Region labeling records
------------------------------------
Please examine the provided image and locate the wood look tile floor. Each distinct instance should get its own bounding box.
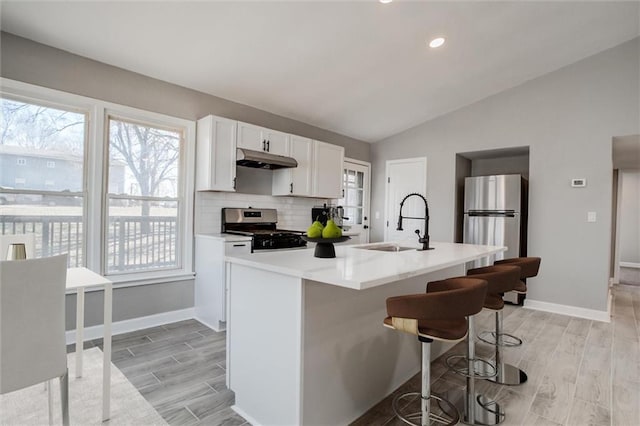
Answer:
[352,285,640,426]
[76,285,640,426]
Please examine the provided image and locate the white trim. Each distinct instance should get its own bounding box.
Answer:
[231,404,262,426]
[66,308,195,344]
[382,157,428,241]
[524,299,611,322]
[0,78,196,283]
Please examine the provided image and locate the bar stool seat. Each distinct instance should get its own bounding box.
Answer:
[384,317,467,341]
[467,264,527,386]
[383,278,487,426]
[493,257,542,294]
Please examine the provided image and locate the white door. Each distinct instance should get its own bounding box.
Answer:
[384,157,428,243]
[313,141,344,198]
[338,159,371,244]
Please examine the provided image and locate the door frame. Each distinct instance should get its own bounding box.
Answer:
[342,157,371,243]
[383,157,428,241]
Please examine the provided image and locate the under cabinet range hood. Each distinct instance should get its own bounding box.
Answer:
[236,148,298,170]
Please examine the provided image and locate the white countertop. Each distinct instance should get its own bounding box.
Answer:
[225,242,506,290]
[196,233,251,243]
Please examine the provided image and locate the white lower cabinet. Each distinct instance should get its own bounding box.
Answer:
[194,235,251,331]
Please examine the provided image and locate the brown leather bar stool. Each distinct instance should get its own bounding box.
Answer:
[467,264,527,386]
[478,257,541,350]
[493,257,542,294]
[446,266,520,425]
[384,278,487,426]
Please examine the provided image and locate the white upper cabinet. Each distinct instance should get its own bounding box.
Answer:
[272,135,314,197]
[312,141,344,198]
[237,122,289,155]
[262,129,291,156]
[196,115,237,192]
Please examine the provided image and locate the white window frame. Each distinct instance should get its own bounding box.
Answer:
[0,78,196,285]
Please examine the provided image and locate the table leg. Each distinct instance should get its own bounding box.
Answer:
[76,287,84,378]
[102,283,113,422]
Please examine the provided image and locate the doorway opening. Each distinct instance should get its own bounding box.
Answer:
[454,146,529,243]
[610,135,640,286]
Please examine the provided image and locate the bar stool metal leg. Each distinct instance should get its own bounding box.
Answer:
[449,316,505,426]
[487,310,527,386]
[392,338,460,426]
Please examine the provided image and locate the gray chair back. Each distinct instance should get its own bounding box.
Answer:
[0,254,67,394]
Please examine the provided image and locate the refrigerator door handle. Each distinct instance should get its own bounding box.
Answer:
[466,210,518,217]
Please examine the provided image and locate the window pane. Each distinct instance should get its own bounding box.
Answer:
[0,98,86,192]
[109,119,182,198]
[107,199,180,273]
[0,192,84,266]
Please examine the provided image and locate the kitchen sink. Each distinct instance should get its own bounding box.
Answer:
[355,244,415,252]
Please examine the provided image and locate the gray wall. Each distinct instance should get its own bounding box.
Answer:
[618,170,640,265]
[371,39,640,311]
[0,32,369,161]
[0,32,370,329]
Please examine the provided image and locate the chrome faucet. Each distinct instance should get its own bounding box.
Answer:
[396,192,433,250]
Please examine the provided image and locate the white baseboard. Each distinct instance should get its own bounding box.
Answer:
[524,298,611,322]
[193,314,227,332]
[66,308,195,345]
[231,404,260,426]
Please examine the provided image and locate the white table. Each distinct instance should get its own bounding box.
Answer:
[225,242,506,426]
[67,268,113,421]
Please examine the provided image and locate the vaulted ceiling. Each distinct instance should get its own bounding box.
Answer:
[0,0,640,142]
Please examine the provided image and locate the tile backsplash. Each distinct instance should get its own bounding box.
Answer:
[195,192,333,234]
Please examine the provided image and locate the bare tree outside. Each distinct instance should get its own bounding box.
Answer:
[0,98,183,271]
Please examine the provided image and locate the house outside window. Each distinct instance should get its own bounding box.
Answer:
[105,117,184,273]
[0,97,87,266]
[0,79,195,284]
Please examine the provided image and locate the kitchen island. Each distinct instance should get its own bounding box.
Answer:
[225,243,506,425]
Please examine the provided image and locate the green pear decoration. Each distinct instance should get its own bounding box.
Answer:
[322,219,342,238]
[307,220,324,238]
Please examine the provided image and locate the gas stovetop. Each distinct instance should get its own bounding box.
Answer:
[222,208,307,250]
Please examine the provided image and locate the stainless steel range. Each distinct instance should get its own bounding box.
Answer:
[221,208,307,251]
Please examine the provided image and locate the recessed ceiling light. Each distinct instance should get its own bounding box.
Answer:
[429,37,444,49]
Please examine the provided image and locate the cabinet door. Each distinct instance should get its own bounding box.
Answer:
[196,115,237,191]
[272,135,313,197]
[237,122,267,151]
[262,129,289,155]
[220,241,251,327]
[289,136,313,197]
[313,141,344,198]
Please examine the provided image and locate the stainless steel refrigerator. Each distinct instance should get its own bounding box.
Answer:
[463,175,528,268]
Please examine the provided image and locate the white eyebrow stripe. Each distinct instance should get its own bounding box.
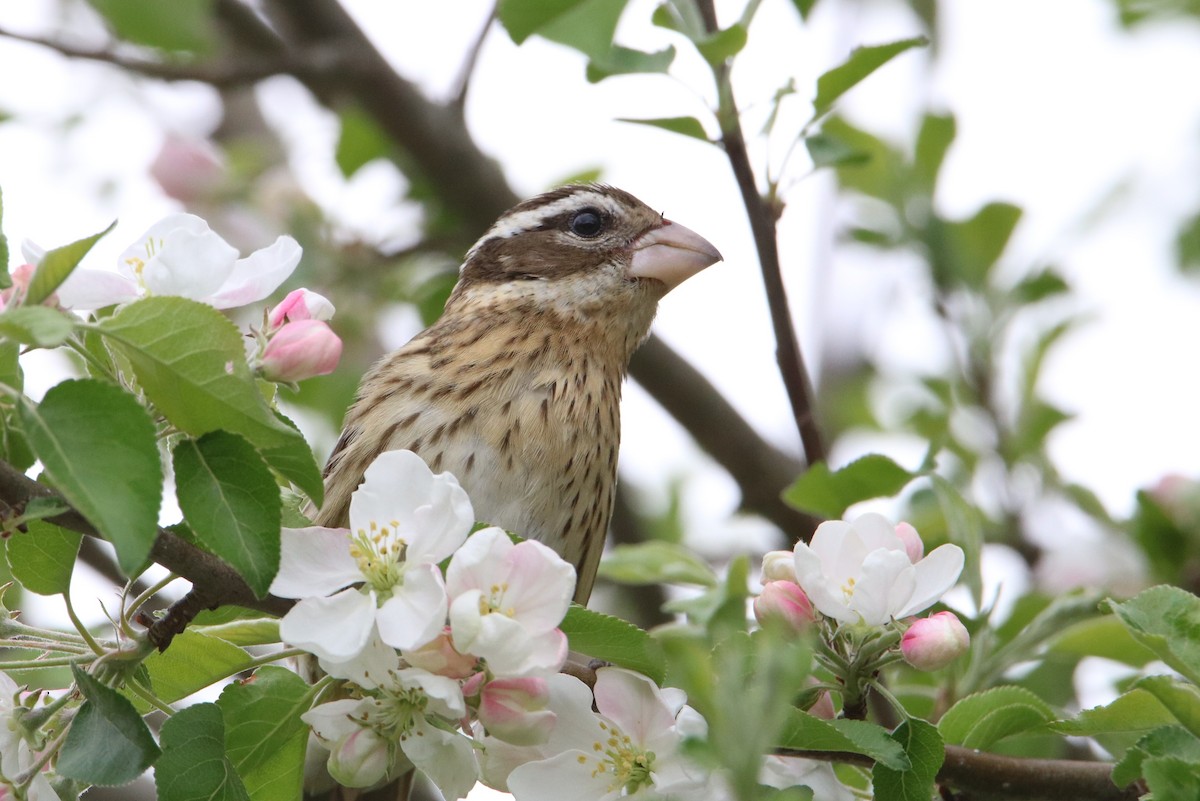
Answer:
------------------------------------
**WRITTEN INSTRUCTION**. Switch "white eyebrow stripe" to "pale eyebrow stripe" in the listing lines from the one containing "Please examine the provided image and locate the white eyebrow" through the end of the listing, both ends included, keeping everything else the same. Leave the pictures out of your answer.

**REPLY TO THE TASK**.
Please examine the provided image and locate the pale eyebrow stripe. Each distinct instance should get its own bounding box.
Answer:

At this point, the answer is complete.